Update the rows below by writing them out again with every "bedspread" changed to "comforter" and nothing else touched. Leave the pictures out of your answer.
>> start
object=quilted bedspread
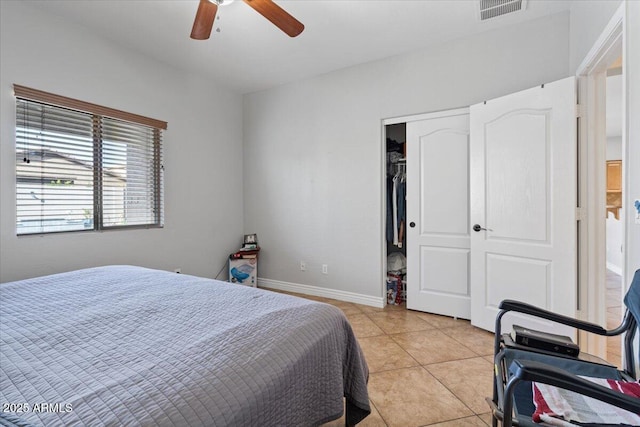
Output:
[0,266,370,426]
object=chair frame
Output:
[487,300,640,427]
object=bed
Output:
[0,266,370,426]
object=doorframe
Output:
[576,3,628,357]
[380,106,469,306]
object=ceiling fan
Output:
[191,0,304,40]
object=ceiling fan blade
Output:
[244,0,304,37]
[191,0,218,40]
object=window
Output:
[14,85,166,235]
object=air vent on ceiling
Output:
[479,0,527,21]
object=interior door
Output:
[470,77,577,335]
[407,108,471,319]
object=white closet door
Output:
[407,108,470,319]
[471,77,577,334]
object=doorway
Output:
[604,56,624,366]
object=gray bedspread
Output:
[0,266,370,426]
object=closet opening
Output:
[385,123,407,307]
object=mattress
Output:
[0,266,370,426]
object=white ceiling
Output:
[28,0,571,93]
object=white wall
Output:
[622,1,640,274]
[569,0,622,72]
[243,13,571,297]
[0,1,243,282]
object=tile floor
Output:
[276,273,621,427]
[606,270,622,366]
[280,295,493,427]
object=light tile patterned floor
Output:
[276,294,493,427]
[276,275,621,427]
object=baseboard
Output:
[607,262,622,276]
[258,277,384,308]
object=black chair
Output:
[487,270,640,427]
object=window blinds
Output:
[16,88,166,235]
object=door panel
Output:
>> end
* Answer to this exercise
object=quilted comforter
Output:
[0,266,370,426]
object=chair frame
Output:
[487,300,640,427]
object=bed
Output:
[0,266,370,426]
object=doorframe
Output:
[576,3,628,357]
[380,106,469,306]
object=ceiling fan
Output:
[191,0,304,40]
object=ceiling fan blade
Output:
[244,0,304,37]
[191,0,218,40]
object=window
Output:
[14,85,166,235]
object=air vent on ceiling
Output:
[479,0,527,21]
object=interior door
Output:
[470,77,577,335]
[407,108,471,319]
object=white closet door
Output:
[407,108,470,319]
[471,77,577,334]
object=doorway
Output:
[604,56,624,366]
object=gray comforter
Output:
[0,266,370,426]
object=closet opening
Output:
[385,123,407,307]
object=mattress
Output:
[0,266,370,426]
object=white ceiling
Output:
[28,0,571,93]
object=white wall
Output:
[622,1,640,274]
[569,0,622,72]
[243,13,571,297]
[0,1,243,282]
object=tile floor
Output:
[276,273,621,427]
[606,270,622,366]
[280,295,493,427]
object=light tile patterned floor
Output:
[276,294,493,427]
[276,275,621,427]
object=baseboard
Output:
[607,262,622,276]
[258,277,384,308]
object=black chair
Output:
[487,270,640,427]
object=window blinds
Output:
[16,88,166,235]
object=door panel
Output:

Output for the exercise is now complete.